---- QUOTED TEXT
This project defines a deterministic, folder-based workflow to convert a PDF exported from PowerPoint into a print-ready PDF for inside pages only. Covers are explicitly out of scope.
The workflow is designed for Linux, fully scriptable, and suitable for execution by an AI agent.
It is written specifically for Ubuntu LTS; the install.sh installer relies on APT and will not work on other systems.
The core principles are:
- Deterministic and reproducible output
- One folder per step, no in-place modification
- Filenames always derived from the original input filename
- Full audit trail with reports per step
- Vector pages stay vector whenever possible
- Rasterization and upscaling only where strictly necessary
- The PowerPoint source already uses the correct final page size.
- Minimum safe margin of 5 mm is already respected inside PowerPoint.
- The PDF in
00-inputwas exported directly from PowerPoint using high-quality settings. - Inside pages are delivered as single pages, not spreads.
--------
---- DATA LINES
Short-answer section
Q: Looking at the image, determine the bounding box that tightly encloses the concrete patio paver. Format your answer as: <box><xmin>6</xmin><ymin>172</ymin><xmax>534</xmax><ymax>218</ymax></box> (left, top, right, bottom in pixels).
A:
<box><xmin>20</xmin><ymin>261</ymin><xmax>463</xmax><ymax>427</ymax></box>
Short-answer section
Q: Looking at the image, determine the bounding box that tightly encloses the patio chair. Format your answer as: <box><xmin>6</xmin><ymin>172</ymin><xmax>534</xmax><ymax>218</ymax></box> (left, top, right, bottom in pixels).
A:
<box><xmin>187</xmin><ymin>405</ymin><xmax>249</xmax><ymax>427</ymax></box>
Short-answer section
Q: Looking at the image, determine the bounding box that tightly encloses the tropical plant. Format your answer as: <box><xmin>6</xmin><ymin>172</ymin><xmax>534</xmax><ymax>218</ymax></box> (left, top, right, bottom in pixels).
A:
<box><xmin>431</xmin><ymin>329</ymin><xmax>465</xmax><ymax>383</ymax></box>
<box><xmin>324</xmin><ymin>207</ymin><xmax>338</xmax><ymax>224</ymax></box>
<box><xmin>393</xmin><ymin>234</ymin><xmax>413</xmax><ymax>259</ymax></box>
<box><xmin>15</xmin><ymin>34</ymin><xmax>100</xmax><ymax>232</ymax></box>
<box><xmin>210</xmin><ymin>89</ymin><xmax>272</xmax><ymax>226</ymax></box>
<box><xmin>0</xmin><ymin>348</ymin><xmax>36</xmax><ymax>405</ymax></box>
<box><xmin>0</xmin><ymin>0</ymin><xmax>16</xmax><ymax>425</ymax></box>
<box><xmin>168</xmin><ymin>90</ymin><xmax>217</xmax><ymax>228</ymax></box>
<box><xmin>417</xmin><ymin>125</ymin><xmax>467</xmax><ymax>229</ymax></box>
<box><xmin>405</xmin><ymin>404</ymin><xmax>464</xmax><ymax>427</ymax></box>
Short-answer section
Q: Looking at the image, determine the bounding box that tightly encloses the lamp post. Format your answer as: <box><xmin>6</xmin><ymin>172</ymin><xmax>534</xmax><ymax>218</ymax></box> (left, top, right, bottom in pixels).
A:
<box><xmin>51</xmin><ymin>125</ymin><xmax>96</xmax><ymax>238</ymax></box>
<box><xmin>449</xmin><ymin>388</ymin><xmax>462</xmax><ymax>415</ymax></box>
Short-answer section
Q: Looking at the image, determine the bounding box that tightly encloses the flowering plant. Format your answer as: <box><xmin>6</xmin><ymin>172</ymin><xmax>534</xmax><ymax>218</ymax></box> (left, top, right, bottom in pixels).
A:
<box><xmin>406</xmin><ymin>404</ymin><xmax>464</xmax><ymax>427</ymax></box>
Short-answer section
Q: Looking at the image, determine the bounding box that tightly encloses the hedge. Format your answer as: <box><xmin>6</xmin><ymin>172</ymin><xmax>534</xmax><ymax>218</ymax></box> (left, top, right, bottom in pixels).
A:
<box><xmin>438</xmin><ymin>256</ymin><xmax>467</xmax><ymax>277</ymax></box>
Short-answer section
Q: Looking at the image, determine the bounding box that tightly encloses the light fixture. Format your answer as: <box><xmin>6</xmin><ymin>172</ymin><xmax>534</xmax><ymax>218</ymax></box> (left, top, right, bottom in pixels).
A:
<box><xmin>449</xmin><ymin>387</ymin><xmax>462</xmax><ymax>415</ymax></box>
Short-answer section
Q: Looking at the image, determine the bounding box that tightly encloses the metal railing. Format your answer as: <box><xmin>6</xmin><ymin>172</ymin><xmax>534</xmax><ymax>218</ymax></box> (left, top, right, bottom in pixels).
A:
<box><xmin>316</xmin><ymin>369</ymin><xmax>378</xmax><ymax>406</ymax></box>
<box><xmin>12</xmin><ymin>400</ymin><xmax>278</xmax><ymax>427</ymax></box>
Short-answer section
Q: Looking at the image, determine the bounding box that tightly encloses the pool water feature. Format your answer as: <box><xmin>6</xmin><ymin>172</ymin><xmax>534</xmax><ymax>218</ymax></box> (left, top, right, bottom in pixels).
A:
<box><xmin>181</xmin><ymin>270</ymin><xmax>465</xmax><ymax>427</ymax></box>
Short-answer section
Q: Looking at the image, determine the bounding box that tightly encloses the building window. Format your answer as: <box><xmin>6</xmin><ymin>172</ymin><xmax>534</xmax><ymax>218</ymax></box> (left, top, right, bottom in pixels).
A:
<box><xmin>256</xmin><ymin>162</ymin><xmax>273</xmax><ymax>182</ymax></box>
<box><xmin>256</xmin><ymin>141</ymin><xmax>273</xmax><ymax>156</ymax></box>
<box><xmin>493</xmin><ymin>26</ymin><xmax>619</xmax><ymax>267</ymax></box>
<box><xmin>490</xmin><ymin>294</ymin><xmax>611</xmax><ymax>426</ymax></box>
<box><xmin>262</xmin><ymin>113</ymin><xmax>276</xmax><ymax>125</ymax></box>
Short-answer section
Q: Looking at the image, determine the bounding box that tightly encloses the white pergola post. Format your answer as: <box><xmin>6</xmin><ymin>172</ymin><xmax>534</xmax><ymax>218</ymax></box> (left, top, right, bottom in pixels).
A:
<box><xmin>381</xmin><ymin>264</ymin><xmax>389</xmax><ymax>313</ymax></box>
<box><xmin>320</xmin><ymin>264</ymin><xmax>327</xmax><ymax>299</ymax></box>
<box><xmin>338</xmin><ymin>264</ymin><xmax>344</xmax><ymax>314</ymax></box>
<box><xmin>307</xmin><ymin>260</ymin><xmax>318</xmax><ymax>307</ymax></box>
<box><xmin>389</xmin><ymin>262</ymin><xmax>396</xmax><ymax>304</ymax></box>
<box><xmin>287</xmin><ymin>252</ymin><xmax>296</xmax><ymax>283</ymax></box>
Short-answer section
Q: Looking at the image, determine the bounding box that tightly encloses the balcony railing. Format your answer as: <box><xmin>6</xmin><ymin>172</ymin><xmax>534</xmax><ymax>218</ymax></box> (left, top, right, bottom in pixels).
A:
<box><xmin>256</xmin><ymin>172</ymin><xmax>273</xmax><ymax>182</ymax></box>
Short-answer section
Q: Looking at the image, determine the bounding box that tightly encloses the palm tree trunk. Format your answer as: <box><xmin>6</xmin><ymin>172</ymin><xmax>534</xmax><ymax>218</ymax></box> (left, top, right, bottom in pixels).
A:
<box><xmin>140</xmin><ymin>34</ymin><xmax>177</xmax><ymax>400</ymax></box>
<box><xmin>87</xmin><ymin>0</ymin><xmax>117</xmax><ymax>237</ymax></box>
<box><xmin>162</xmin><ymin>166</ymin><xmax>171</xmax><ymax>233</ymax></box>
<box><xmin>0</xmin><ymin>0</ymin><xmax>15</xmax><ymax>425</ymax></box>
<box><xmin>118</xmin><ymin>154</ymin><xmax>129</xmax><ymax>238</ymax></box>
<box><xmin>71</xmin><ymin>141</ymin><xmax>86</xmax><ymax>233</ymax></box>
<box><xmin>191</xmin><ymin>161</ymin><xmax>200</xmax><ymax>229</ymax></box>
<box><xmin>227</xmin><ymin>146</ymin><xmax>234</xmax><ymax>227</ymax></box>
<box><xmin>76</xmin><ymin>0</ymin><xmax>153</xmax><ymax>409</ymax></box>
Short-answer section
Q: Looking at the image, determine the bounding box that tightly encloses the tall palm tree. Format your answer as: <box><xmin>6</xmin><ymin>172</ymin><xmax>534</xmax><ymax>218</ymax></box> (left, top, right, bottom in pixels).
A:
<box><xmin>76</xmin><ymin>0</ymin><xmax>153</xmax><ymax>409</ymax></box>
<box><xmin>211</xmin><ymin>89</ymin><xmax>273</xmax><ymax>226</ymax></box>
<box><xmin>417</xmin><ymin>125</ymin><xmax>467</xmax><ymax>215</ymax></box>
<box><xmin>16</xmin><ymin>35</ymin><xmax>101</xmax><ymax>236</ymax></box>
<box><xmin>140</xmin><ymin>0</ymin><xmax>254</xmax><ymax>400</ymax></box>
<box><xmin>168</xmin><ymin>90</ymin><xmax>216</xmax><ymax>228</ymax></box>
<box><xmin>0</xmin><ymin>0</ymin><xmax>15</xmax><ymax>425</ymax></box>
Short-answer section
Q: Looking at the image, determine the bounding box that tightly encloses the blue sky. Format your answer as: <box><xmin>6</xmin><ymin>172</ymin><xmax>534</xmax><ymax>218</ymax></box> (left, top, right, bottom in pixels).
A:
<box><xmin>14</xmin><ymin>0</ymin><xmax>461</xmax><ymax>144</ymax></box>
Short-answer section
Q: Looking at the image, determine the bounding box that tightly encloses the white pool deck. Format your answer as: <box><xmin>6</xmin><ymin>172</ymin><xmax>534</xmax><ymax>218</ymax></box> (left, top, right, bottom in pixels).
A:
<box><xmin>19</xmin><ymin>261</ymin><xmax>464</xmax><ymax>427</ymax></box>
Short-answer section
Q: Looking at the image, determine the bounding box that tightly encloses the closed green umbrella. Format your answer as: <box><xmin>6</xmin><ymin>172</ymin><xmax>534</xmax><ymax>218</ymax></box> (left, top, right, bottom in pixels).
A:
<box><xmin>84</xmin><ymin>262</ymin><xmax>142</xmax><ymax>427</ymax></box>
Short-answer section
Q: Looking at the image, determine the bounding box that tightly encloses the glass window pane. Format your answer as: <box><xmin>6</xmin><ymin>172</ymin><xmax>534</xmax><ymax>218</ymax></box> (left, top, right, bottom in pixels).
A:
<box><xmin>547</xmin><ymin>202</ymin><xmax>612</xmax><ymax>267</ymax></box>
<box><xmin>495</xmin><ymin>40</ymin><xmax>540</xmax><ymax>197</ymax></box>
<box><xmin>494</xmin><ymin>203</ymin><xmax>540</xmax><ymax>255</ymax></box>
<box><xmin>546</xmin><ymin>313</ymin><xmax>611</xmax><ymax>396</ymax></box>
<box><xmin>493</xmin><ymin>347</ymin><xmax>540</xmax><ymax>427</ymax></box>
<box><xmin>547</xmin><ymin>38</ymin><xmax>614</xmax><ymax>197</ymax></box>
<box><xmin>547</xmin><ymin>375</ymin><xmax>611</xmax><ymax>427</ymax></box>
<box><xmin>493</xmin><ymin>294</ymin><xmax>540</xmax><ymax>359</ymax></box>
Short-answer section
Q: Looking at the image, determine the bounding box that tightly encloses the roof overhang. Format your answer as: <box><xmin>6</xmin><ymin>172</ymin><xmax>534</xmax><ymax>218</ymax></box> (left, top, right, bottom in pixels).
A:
--------
EXERCISE GOAL: Write out the workflow description from "The core principles" to "pages, not spreads." again, switching every "PowerPoint" to "LibreOffice Impress".

FINISHED EXERCISE:
The core principles are:
- Deterministic and reproducible output
- One folder per step, no in-place modification
- Filenames always derived from the original input filename
- Full audit trail with reports per step
- Vector pages stay vector whenever possible
- Rasterization and upscaling only where strictly necessary
- The LibreOffice Impress source already uses the correct final page size.
- Minimum safe margin of 5 mm is already respected inside LibreOffice Impress.
- The PDF in
00-inputwas exported directly from LibreOffice Impress using high-quality settings. - Inside pages are delivered as single pages, not spreads.